**EXTRAIT PROPOSÉ:**
* * *

L'effondrement de la société libérale
Publié le 21 Octobre 2017
Une crise du capitalisme se développe depuis 2008. Mais, dès les années 1970, l’économie connaît une baisse de croissance. Surtout, les racines de la crise remontent à l’origine même du capitalisme. Le courant de la critique de la valeur permet de comprendre cette crise. Les catégories du capitalisme analysées par Karl Marx sont le travail abstrait et la valeur, la marchandise et l’argent, résumées dans le concept de "fétichisme de la marchandise". Les instruments d’analyses élaborés par Marx restent pertinents pour comprendre la société actuelle. Ensuite, le désastre écologique semble également lié au productivisme du capitalisme.
Anselm Jappe observe également une crise de civilisation. Le narcissisme et la régression psychique se répandent. La société capitaliste est entraînée dans une logique suicidaire. « Destruction des structures économiques qui assurent la reproduction des membres de la société, destruction des liens sociaux, destruction de la diversité culturelle, des traditions et des langues, destruction des fondements naturels de la vie », décrit Anselm Jappe. Il présente ces nouvelles analyses dans le livre La société autophage.
Les organisations du mouvement ouvrier demandent une meilleure répartition des fruits de ce monde. Au contraire, la critique de la valeur remet en cause le mode de production même. L’argent devient la seule finalité de la production selon un cycle absurde. Cette croissance matérielle consomme les ressources naturelles et finit par dévorer le monde réel. La valeur devient illimitée. La croissance de l’argent et de la valeur repose sur une croissance du travail exécuté. Cette logique marchande ne se réduit pas à l’économie mais s’étend sur tous les aspects de la vie (culturels, sociaux, religieux, symboliques).
Le terme de narcissisme, issu de la psychanalyse, se banalise. De nombreux livres évoquent le « pervers narcissique » et ses effets sur la vie de couple et les relations de travail. Le narcissisme renvoie à une auto-affirmation excessive proche de l’égoïsme qui débouche vers la manipulation et le harcèlement. Dans l’usage populaire, le narcissisme évoque une auto-admiration permanente et superficielle. Freud explique le narcissisme par une orientation de la libido vers le moi ou vers des objets. D’autres psychanalystes estiment que le narcissisme est lié à la perte de l’estime de soi durant l’enfance. Ce concept renvoie donc à des contextes théoriques et à des significations très diverses.
Le narcissisme débouche vers des frustrations liées au décalage entre le moi et l’idéal du moi. « Comme nous l’avons déjà dit : ne pas être assez beau et "cool", ne pas avoir assez de succès et gagner trop peu d’argent, avoir quelques kilos en trop ou posséder un modèle de portable jugé obsolète peut susciter chez le narcissique des sentiments d’insuffisance et d’angoisse au moins égaux aux remords qu’inflige le surmoi classique », décrit Anselm Jappe.

* * *

Entrées du jeu de données d'annotation:

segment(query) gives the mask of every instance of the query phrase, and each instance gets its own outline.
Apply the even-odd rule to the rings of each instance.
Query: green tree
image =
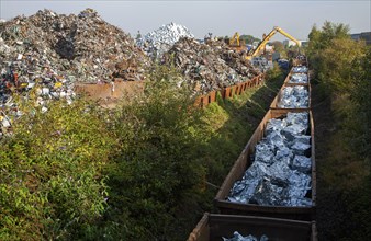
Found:
[[[15,103],[24,115],[0,145],[0,239],[89,232],[106,207],[101,170],[115,146],[106,116],[78,100],[49,103],[46,113],[31,101]]]

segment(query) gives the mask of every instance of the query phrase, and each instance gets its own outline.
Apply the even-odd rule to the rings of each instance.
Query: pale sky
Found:
[[[213,36],[232,36],[235,32],[261,38],[273,26],[280,26],[297,39],[307,39],[314,24],[327,20],[345,23],[350,33],[371,31],[371,0],[363,1],[82,1],[82,0],[0,0],[0,18],[35,14],[49,9],[57,13],[78,14],[86,8],[135,36],[175,22],[187,26],[196,38],[209,32]],[[272,41],[285,39],[276,34]]]

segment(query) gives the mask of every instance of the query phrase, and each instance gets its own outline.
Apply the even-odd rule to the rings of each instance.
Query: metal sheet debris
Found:
[[[233,203],[266,206],[311,206],[312,159],[308,113],[272,118],[256,146],[252,164],[229,192]],[[267,135],[268,134],[268,135]],[[289,135],[290,134],[290,135]]]

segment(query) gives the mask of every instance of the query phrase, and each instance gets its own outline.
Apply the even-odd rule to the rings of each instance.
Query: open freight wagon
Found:
[[[223,241],[238,231],[241,236],[268,237],[274,241],[316,241],[316,223],[279,218],[204,214],[188,241]]]
[[[289,74],[290,76],[290,74]],[[284,91],[286,88],[301,88],[302,90],[305,90],[307,92],[307,104],[305,106],[291,106],[291,107],[285,107],[285,106],[279,106],[279,103],[285,97],[284,96]],[[281,113],[286,113],[286,111],[290,112],[303,112],[303,111],[308,111],[311,110],[312,106],[312,88],[311,84],[283,84],[277,94],[277,96],[273,99],[272,103],[270,104],[271,110],[282,110]],[[281,102],[282,103],[282,102]]]
[[[251,165],[251,157],[255,154],[256,145],[265,137],[267,123],[271,118],[284,117],[291,110],[269,110],[261,123],[247,142],[239,158],[231,169],[228,175],[224,180],[214,203],[222,214],[231,215],[252,215],[263,217],[276,217],[296,220],[314,220],[315,203],[316,203],[316,167],[315,167],[315,145],[314,145],[314,123],[311,111],[308,113],[308,130],[311,136],[311,191],[306,194],[311,198],[311,206],[262,206],[258,204],[245,204],[227,200],[229,191],[236,181],[243,179],[245,171]]]

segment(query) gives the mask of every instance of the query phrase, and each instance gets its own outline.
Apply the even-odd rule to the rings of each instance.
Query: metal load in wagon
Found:
[[[306,108],[310,106],[307,87],[285,87],[280,91],[277,106],[280,108]]]
[[[306,73],[293,73],[290,77],[289,83],[307,83],[308,77]]]
[[[227,200],[265,206],[312,206],[308,114],[272,118],[256,146],[252,164],[231,190]]]

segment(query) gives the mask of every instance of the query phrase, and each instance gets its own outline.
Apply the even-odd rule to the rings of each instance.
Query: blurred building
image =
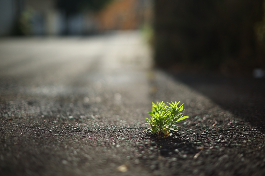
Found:
[[[116,0],[97,15],[101,30],[139,28],[152,17],[150,0]]]
[[[113,0],[96,12],[83,10],[70,15],[58,8],[58,2],[1,0],[0,35],[82,35],[135,29],[152,16],[152,0]]]

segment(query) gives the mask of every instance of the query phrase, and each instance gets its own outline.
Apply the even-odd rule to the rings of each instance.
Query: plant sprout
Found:
[[[159,103],[157,102],[156,104],[152,102],[152,111],[147,112],[152,117],[150,119],[147,118],[147,123],[145,123],[149,125],[151,128],[145,131],[150,130],[157,136],[166,138],[169,136],[170,129],[174,130],[180,129],[180,127],[175,127],[175,124],[179,121],[189,117],[183,116],[183,112],[181,112],[183,110],[184,112],[183,104],[178,107],[180,102],[167,103],[169,106],[165,106],[163,101]],[[172,127],[175,127],[172,129]]]

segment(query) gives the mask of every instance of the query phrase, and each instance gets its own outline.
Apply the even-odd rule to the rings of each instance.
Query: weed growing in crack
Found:
[[[171,102],[171,103],[167,103],[169,106],[165,106],[162,101],[159,103],[157,102],[156,104],[152,102],[152,111],[147,112],[152,116],[150,119],[147,118],[148,124],[151,127],[145,131],[150,130],[152,133],[156,136],[166,138],[170,135],[169,130],[178,130],[180,127],[176,127],[175,125],[179,121],[184,120],[189,117],[183,116],[183,104],[179,107],[178,105],[180,102]],[[183,111],[183,112],[181,111]],[[173,129],[171,128],[174,127]]]

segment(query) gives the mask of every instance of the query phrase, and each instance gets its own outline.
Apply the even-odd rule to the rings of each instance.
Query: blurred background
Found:
[[[151,0],[1,0],[0,35],[85,35],[139,28]]]
[[[142,29],[157,66],[264,77],[264,0],[1,0],[0,36]]]

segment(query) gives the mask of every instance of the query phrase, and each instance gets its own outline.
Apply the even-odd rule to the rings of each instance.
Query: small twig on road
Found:
[[[193,159],[196,159],[199,156],[199,155],[202,153],[202,151],[203,150],[203,147],[200,147],[199,149],[201,149],[201,151],[199,151],[198,153],[195,155],[195,156],[193,157]]]
[[[214,122],[214,123],[214,123],[214,124],[213,125],[213,126],[214,126],[216,125],[217,124],[217,122],[216,121],[216,120],[215,120],[214,119],[213,120],[213,121]]]

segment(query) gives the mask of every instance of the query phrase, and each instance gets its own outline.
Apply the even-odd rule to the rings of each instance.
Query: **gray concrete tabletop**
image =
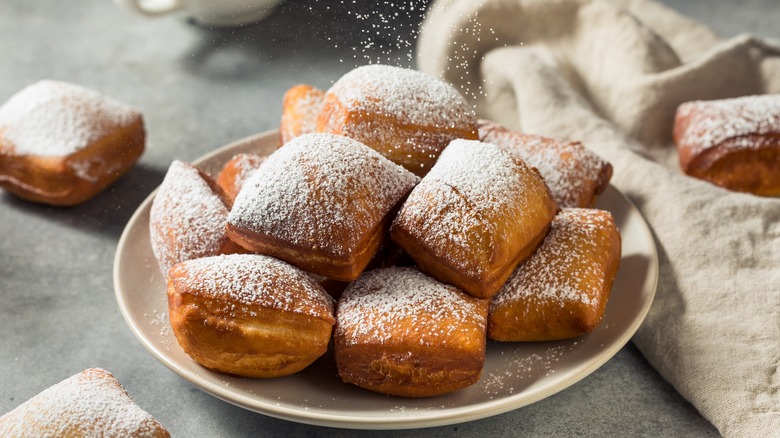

* * *

**QUESTIONS ET EXERCICES:**
- a) Résumez l'extrait en deux phrases.
- b) Citez le passage de l'extrait qui s'ouvre sur les mots contenant « Les organisations du » et se clôt sur « sociaux, religieux, symboliques). ».

**CORRIGÉ:**
- a) La crise du capitalisme, en développement depuis 2008, a des racines qui remontent à l'origine même de ce système, et le courant de la critique de la valeur, qui s'appuie sur les catégories analysées par Marx, permet de la comprendre en remettant en cause le mode de production lui-même, dont la logique marchande consomme les ressources naturelles et s'étend à tous les aspects de la vie. Anselm Jappe observe également une crise de civilisation marquée par la diffusion du narcissisme, notion aux significations très diverses qui débouche sur des frustrations liées au décalage entre le moi et l'idéal du moi.

- b)
Les organisations du mouvement ouvrier demandent une meilleure répartition des fruits de ce monde. Au contraire, la critique de la valeur remet en cause le mode de production même. L’argent devient la seule finalité de la production selon un cycle absurde. Cette croissance matérielle consomme les ressources naturelles et finit par dévorer le monde réel. La valeur devient illimitée. La croissance de l’argent et de la valeur repose sur une croissance du travail exécuté. Cette logique marchande ne se réduit pas à l’économie mais s’étend sur tous les aspects de la vie (culturels, sociaux, religieux, symboliques).